Task directions — This exercise calls for every record to be returned exactly, with pictures removed.
******
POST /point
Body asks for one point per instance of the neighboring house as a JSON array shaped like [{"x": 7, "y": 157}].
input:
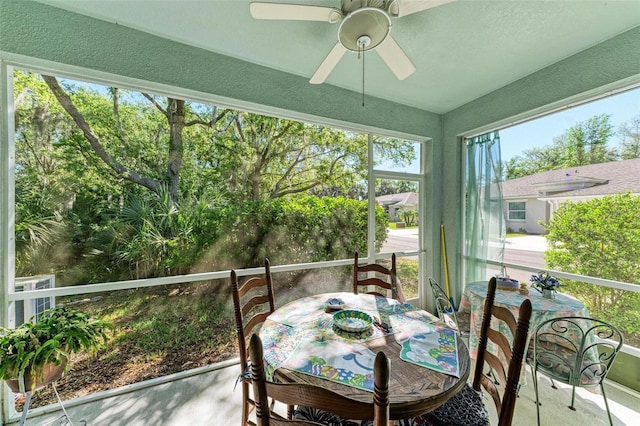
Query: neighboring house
[
  {"x": 534, "y": 198},
  {"x": 394, "y": 202}
]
******
Task response —
POST /point
Body asks for one point per instance of the neighboring house as a JSON array shaped like [{"x": 7, "y": 157}].
input:
Query: neighboring house
[
  {"x": 534, "y": 198},
  {"x": 394, "y": 202}
]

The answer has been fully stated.